** Source material follows **

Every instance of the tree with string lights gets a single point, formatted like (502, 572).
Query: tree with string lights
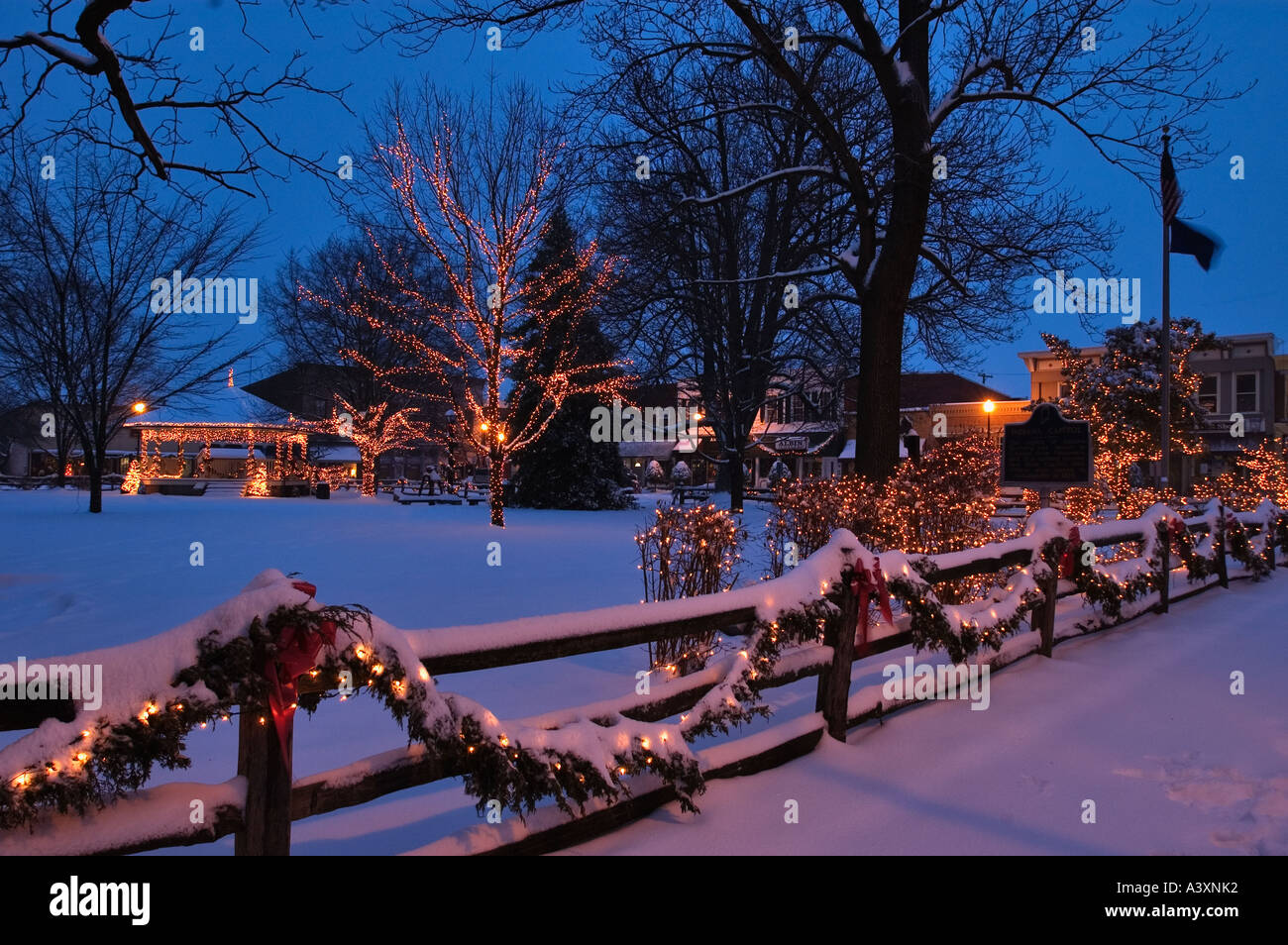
(375, 430)
(478, 206)
(1121, 398)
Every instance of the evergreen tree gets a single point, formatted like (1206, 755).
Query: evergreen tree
(565, 469)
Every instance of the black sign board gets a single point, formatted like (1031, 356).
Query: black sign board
(1047, 451)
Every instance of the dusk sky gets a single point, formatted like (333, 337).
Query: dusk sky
(1237, 295)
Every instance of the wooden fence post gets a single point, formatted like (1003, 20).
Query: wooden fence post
(267, 821)
(1219, 546)
(1164, 566)
(1046, 612)
(835, 682)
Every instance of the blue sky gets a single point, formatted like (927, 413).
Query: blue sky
(1239, 295)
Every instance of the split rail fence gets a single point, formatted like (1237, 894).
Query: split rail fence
(262, 824)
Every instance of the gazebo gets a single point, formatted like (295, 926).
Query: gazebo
(275, 446)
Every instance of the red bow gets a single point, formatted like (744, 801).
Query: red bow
(1069, 559)
(863, 584)
(296, 653)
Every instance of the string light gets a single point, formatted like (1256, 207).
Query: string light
(493, 331)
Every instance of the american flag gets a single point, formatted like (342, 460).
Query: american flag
(1171, 189)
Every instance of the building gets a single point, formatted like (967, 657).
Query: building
(25, 451)
(1241, 378)
(811, 430)
(308, 391)
(217, 437)
(938, 406)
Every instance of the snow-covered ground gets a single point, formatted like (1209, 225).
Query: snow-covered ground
(1138, 718)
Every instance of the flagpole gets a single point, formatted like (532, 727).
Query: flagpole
(1167, 342)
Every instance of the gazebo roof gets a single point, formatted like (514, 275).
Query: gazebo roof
(227, 407)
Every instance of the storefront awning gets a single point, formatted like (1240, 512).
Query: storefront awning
(645, 450)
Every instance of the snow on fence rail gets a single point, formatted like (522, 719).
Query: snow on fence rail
(261, 802)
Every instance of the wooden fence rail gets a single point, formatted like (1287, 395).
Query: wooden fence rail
(273, 799)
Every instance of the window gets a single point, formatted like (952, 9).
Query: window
(1245, 399)
(1207, 393)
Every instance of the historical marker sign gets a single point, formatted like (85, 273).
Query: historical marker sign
(1047, 451)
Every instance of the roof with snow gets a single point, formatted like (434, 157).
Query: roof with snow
(226, 407)
(919, 389)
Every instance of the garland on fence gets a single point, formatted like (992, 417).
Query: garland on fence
(734, 700)
(1173, 536)
(117, 756)
(961, 636)
(1239, 544)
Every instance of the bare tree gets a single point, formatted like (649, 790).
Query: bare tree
(1019, 65)
(325, 310)
(473, 183)
(734, 286)
(86, 259)
(137, 99)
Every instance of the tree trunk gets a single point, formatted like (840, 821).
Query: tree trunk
(735, 481)
(896, 267)
(496, 489)
(95, 484)
(368, 471)
(877, 408)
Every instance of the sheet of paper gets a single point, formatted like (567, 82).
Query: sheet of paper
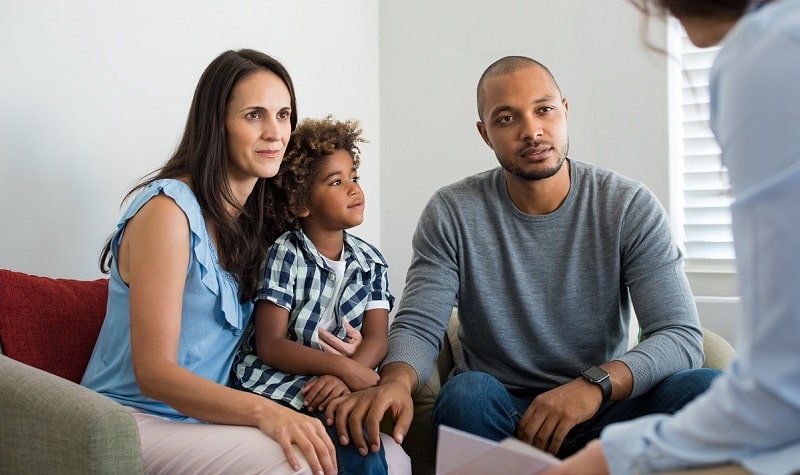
(462, 453)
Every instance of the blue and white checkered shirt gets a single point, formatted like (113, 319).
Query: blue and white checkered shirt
(298, 279)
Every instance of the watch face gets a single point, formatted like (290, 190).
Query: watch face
(595, 374)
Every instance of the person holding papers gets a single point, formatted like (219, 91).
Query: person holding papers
(749, 420)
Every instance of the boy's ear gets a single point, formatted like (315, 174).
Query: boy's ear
(301, 212)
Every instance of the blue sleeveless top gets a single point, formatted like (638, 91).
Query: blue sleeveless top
(211, 323)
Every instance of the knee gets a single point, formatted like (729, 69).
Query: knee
(466, 393)
(693, 381)
(471, 385)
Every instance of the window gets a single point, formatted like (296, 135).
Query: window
(701, 198)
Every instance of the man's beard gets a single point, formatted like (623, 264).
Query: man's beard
(533, 175)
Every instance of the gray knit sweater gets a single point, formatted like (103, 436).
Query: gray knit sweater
(541, 298)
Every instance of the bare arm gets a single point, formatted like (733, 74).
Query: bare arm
(375, 342)
(155, 270)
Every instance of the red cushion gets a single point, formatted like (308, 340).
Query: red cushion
(51, 324)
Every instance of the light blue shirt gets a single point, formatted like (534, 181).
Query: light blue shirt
(751, 414)
(212, 321)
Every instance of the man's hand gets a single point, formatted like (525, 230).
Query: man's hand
(332, 344)
(352, 412)
(554, 413)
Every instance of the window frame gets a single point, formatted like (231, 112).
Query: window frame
(708, 277)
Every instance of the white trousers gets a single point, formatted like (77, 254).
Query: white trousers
(171, 447)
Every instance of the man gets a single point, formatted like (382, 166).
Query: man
(543, 257)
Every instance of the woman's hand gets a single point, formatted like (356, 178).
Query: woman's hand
(332, 344)
(288, 427)
(322, 389)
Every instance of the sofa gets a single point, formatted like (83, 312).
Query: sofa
(51, 424)
(48, 422)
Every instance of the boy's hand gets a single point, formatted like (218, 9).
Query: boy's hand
(332, 344)
(322, 389)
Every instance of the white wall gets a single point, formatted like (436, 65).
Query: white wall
(94, 94)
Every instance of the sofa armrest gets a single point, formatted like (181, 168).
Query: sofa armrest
(53, 425)
(718, 352)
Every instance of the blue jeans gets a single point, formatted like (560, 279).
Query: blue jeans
(478, 403)
(349, 461)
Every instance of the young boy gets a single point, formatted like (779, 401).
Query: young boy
(318, 278)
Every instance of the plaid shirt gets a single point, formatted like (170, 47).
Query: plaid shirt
(298, 279)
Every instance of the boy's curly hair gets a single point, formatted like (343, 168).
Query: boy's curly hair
(310, 143)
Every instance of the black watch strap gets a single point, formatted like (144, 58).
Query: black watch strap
(599, 376)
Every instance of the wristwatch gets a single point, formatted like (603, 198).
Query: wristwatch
(599, 376)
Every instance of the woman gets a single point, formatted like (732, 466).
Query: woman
(750, 417)
(184, 265)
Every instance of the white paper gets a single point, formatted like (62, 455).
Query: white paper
(462, 453)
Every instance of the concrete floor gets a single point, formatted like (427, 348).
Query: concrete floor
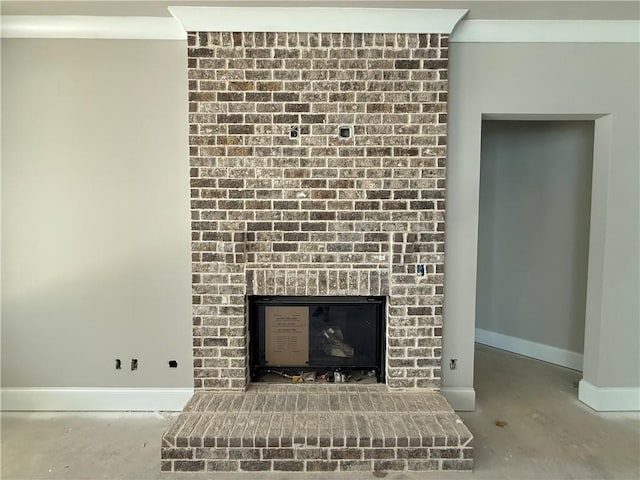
(548, 434)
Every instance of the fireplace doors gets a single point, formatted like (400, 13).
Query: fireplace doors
(324, 338)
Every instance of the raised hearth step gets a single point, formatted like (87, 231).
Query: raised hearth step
(317, 428)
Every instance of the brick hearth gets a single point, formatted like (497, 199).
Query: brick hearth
(317, 428)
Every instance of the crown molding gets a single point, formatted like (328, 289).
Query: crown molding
(301, 19)
(547, 31)
(96, 27)
(317, 19)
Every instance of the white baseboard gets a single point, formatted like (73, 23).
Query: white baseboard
(94, 399)
(546, 353)
(461, 398)
(609, 399)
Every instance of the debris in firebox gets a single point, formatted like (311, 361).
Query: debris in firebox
(309, 377)
(333, 343)
(282, 374)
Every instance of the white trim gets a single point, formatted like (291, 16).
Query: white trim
(95, 399)
(609, 399)
(77, 26)
(461, 398)
(540, 351)
(547, 31)
(317, 19)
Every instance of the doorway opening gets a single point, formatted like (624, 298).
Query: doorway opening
(533, 238)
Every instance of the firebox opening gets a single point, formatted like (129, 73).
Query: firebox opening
(316, 339)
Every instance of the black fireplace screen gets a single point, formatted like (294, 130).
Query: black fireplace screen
(336, 338)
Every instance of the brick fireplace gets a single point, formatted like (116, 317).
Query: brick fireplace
(313, 213)
(317, 169)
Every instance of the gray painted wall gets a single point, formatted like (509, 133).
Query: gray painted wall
(95, 214)
(533, 239)
(560, 81)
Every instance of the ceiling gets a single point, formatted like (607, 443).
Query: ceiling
(478, 9)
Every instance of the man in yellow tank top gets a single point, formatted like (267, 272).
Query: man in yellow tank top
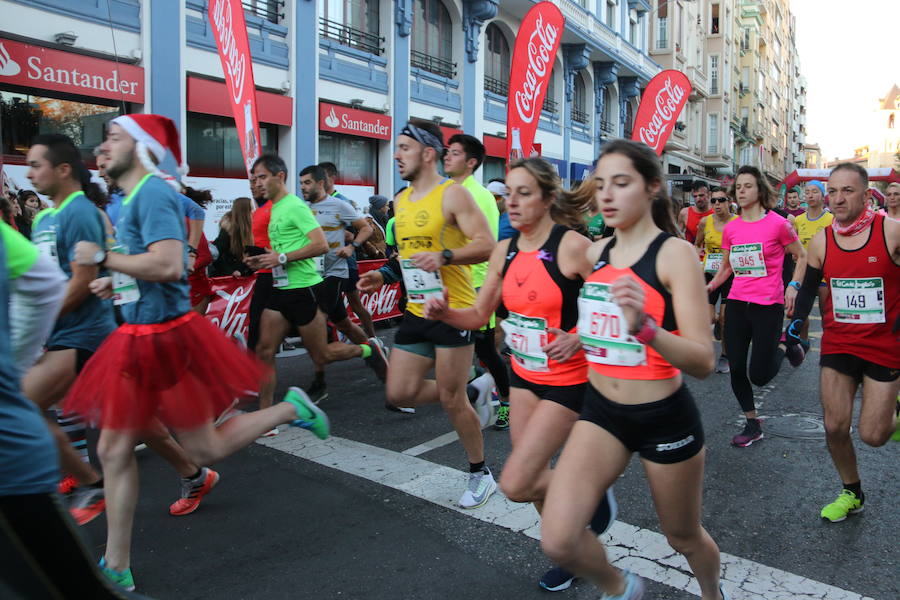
(440, 231)
(709, 243)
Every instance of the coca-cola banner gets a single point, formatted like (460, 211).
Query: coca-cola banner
(536, 46)
(665, 96)
(230, 30)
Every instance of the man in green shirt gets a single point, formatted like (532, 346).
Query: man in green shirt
(296, 239)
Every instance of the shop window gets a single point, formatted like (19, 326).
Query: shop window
(24, 116)
(214, 149)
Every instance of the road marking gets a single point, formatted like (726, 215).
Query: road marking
(643, 551)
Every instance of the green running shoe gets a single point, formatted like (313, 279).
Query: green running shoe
(309, 416)
(847, 503)
(123, 579)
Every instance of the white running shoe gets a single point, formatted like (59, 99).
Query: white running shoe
(481, 486)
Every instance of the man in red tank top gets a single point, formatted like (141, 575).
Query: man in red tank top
(859, 258)
(689, 217)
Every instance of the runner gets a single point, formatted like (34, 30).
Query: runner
(859, 258)
(642, 321)
(166, 363)
(296, 240)
(536, 275)
(464, 156)
(709, 240)
(440, 231)
(334, 216)
(753, 249)
(689, 217)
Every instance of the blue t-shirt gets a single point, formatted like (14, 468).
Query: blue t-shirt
(28, 460)
(56, 231)
(153, 212)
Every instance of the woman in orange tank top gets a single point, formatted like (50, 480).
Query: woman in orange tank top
(534, 278)
(642, 320)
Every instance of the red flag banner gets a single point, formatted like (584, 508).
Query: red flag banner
(230, 30)
(532, 63)
(665, 96)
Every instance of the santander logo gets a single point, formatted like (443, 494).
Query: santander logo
(540, 48)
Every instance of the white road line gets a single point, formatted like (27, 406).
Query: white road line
(641, 550)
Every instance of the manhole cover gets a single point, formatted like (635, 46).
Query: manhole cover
(798, 426)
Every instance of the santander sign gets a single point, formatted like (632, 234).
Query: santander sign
(665, 96)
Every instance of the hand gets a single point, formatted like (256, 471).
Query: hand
(370, 281)
(437, 308)
(101, 287)
(428, 261)
(85, 253)
(629, 295)
(563, 346)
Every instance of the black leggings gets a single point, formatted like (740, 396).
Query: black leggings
(41, 555)
(486, 351)
(746, 322)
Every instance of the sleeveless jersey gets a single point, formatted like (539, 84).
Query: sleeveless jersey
(420, 227)
(864, 302)
(538, 296)
(609, 349)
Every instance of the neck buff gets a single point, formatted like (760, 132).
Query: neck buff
(862, 222)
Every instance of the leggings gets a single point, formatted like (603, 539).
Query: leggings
(486, 351)
(746, 322)
(41, 555)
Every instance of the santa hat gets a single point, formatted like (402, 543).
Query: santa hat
(157, 135)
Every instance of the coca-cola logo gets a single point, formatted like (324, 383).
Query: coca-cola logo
(666, 104)
(234, 59)
(540, 52)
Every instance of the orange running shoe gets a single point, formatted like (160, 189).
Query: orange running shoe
(192, 491)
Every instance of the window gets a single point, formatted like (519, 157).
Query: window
(24, 116)
(432, 38)
(352, 23)
(496, 61)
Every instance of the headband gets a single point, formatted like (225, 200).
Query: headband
(423, 137)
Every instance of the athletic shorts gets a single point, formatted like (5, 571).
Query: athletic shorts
(297, 305)
(81, 355)
(569, 396)
(666, 431)
(856, 367)
(421, 336)
(329, 296)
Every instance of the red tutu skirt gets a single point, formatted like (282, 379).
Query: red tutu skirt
(185, 372)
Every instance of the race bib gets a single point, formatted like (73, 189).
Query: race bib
(747, 260)
(421, 285)
(858, 300)
(525, 337)
(604, 331)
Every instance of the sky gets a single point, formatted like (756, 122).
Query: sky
(850, 56)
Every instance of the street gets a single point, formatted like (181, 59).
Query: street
(370, 513)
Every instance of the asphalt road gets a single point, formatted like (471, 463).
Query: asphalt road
(280, 526)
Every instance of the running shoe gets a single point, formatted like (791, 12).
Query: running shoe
(86, 504)
(556, 579)
(123, 579)
(309, 416)
(317, 391)
(846, 504)
(752, 433)
(192, 491)
(502, 421)
(722, 365)
(634, 588)
(377, 361)
(481, 486)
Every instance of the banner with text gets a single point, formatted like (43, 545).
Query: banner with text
(532, 63)
(664, 97)
(230, 30)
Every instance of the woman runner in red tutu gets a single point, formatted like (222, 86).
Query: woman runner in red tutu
(147, 371)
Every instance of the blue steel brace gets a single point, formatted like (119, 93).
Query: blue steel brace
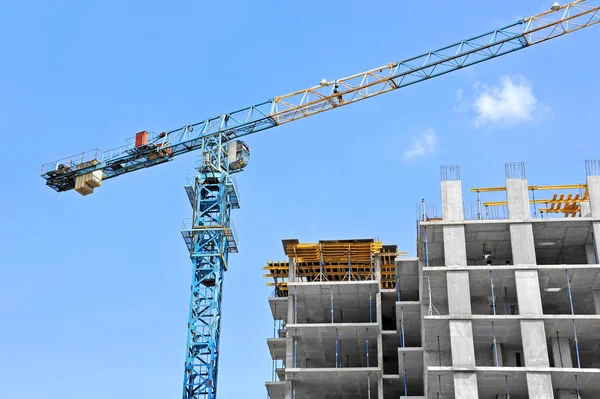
(367, 345)
(210, 238)
(404, 376)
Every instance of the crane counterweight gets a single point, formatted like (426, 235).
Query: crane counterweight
(210, 236)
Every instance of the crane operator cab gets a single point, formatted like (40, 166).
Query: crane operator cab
(238, 155)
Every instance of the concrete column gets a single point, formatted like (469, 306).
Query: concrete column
(517, 197)
(522, 244)
(465, 385)
(590, 254)
(459, 298)
(452, 205)
(567, 394)
(528, 292)
(561, 352)
(289, 341)
(596, 296)
(593, 183)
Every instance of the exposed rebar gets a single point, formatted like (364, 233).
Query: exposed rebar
(515, 170)
(592, 167)
(573, 314)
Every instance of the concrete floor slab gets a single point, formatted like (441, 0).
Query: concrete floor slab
(276, 389)
(316, 344)
(277, 347)
(353, 302)
(343, 383)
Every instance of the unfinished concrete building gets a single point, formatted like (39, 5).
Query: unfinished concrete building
(502, 301)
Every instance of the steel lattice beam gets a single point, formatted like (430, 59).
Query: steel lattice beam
(61, 175)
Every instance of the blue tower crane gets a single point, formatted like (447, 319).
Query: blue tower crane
(210, 235)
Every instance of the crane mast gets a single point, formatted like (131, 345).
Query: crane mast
(212, 193)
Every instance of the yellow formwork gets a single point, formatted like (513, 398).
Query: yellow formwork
(335, 261)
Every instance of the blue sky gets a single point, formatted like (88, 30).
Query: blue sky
(94, 291)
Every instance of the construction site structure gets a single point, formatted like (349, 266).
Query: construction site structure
(210, 236)
(497, 307)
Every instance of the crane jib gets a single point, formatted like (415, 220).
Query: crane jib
(94, 167)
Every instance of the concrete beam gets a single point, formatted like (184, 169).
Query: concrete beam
(539, 385)
(567, 394)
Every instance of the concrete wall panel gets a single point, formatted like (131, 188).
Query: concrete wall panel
(455, 248)
(539, 386)
(461, 341)
(465, 385)
(535, 349)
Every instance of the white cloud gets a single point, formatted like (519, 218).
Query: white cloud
(459, 94)
(422, 145)
(511, 103)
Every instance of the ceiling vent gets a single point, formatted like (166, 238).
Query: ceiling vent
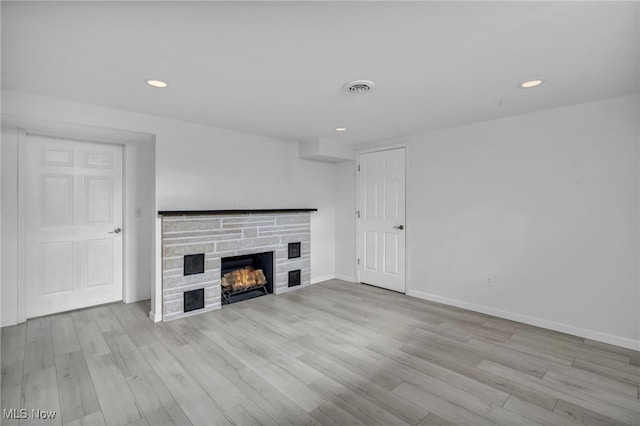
(359, 86)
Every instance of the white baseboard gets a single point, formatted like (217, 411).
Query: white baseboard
(538, 322)
(347, 278)
(323, 278)
(139, 297)
(155, 317)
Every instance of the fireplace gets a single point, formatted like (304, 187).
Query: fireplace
(245, 277)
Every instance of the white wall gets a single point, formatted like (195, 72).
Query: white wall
(544, 203)
(9, 219)
(201, 167)
(345, 221)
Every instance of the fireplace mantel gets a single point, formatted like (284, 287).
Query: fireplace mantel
(229, 212)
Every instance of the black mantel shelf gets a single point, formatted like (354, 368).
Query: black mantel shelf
(221, 212)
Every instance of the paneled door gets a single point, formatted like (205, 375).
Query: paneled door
(381, 219)
(73, 224)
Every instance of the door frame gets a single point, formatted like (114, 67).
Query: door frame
(23, 140)
(406, 209)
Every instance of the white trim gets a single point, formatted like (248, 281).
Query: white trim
(346, 278)
(538, 322)
(156, 265)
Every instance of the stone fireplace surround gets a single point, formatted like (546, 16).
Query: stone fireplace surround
(225, 233)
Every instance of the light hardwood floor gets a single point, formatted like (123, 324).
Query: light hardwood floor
(331, 353)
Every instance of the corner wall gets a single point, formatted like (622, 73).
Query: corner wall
(203, 167)
(533, 218)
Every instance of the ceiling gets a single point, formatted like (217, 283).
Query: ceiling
(277, 68)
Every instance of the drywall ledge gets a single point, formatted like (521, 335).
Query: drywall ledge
(327, 150)
(221, 212)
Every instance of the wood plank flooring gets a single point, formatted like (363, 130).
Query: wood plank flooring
(333, 353)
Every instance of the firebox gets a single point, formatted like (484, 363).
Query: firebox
(245, 277)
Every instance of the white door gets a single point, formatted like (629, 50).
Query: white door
(73, 224)
(381, 234)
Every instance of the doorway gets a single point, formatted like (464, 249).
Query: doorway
(73, 215)
(381, 219)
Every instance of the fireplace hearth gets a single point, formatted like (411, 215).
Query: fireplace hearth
(245, 277)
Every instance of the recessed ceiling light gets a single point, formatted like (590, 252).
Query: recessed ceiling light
(531, 83)
(157, 83)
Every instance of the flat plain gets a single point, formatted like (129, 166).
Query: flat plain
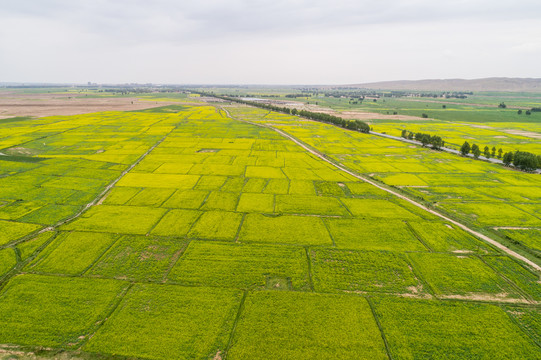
(211, 236)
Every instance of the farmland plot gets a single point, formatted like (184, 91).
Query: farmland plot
(229, 241)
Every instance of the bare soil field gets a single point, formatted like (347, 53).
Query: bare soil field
(39, 105)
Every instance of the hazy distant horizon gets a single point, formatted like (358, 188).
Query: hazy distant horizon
(267, 42)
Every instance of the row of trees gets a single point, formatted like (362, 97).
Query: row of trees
(357, 125)
(488, 153)
(522, 160)
(425, 139)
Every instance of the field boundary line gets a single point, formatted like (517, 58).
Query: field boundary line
(309, 261)
(239, 312)
(341, 167)
(116, 303)
(421, 240)
(175, 259)
(379, 327)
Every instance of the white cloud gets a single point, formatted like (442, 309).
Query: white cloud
(263, 41)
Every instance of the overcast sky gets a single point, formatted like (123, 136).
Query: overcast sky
(267, 41)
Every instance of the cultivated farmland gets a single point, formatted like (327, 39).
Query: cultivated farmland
(190, 233)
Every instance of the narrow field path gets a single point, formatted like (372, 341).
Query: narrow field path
(341, 167)
(98, 199)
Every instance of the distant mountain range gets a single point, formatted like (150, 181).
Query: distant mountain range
(486, 84)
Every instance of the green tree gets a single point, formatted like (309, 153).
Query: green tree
(465, 148)
(507, 158)
(475, 151)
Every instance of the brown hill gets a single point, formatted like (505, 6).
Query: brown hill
(487, 84)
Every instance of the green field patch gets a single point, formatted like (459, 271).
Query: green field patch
(428, 329)
(358, 234)
(18, 209)
(176, 181)
(305, 230)
(530, 238)
(255, 185)
(72, 253)
(11, 230)
(266, 172)
(377, 208)
(220, 225)
(310, 204)
(210, 182)
(242, 266)
(117, 219)
(375, 271)
(277, 186)
(219, 200)
(461, 275)
(176, 223)
(150, 197)
(491, 214)
(173, 168)
(294, 325)
(8, 260)
(139, 258)
(120, 195)
(186, 199)
(50, 214)
(40, 310)
(365, 190)
(169, 322)
(328, 188)
(529, 320)
(447, 238)
(28, 248)
(252, 202)
(301, 187)
(526, 280)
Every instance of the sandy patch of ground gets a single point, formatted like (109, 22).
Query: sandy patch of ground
(40, 105)
(487, 297)
(351, 114)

** End of Source material **

Once the line with "Every instance of the manhole" is found in the records above, print exactly that line and every line after it through the line with "Every instance of the hand".

Every instance of the manhole cover gets a single point, formatted like (635, 46).
Query: manhole cover
(798, 426)
Every instance of the santander sign gets a single point, formatted like (632, 234).
Query: santander sign
(665, 96)
Every instance of the hand gets a single point, formatted like (256, 471).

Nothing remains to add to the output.